───── Source material

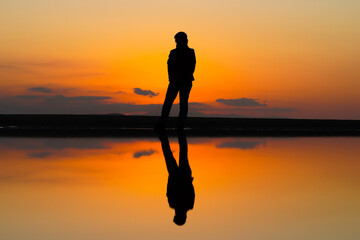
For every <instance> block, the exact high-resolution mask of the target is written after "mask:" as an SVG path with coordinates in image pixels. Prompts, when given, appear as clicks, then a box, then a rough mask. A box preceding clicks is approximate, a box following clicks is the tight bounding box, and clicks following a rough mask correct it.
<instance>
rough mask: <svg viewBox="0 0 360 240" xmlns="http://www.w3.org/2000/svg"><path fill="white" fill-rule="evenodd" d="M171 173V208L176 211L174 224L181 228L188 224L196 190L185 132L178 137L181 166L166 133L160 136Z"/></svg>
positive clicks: (180, 161)
mask: <svg viewBox="0 0 360 240" xmlns="http://www.w3.org/2000/svg"><path fill="white" fill-rule="evenodd" d="M159 138H160V141H161V147H162V150H163V153H164V157H165V162H166V167H167V170H168V172H169V178H168V184H167V192H166V196H167V198H168V202H169V206H170V207H171V208H173V209H175V216H174V223H176V224H177V225H179V226H181V225H183V224H185V222H186V217H187V216H186V215H187V211H189V210H190V209H193V207H194V202H195V190H194V185H193V183H192V182H193V177H192V175H191V169H190V165H189V160H188V154H187V153H188V149H187V142H186V136H185V134H184V132H183V131H180V133H179V135H178V141H179V146H180V153H179V166H178V165H177V163H176V160H175V158H174V156H173V154H172V151H171V148H170V144H169V139H168V137H167V136H166V134H165V133H162V134H160V136H159Z"/></svg>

──────────

# Work task:
If a line in the entries above has the word "instance", copy it.

# Finished task:
For every <instance> block, the exact high-resolution mask of the target is written after "mask:" as an SVG path with coordinates in image pixels. Prompts, when given, appear as clicks, then a box, then a rough mask. A box preceding clicks is approximate, a box following clicks is the tight bounding box, and clicks following a rough mask correct it.
<instance>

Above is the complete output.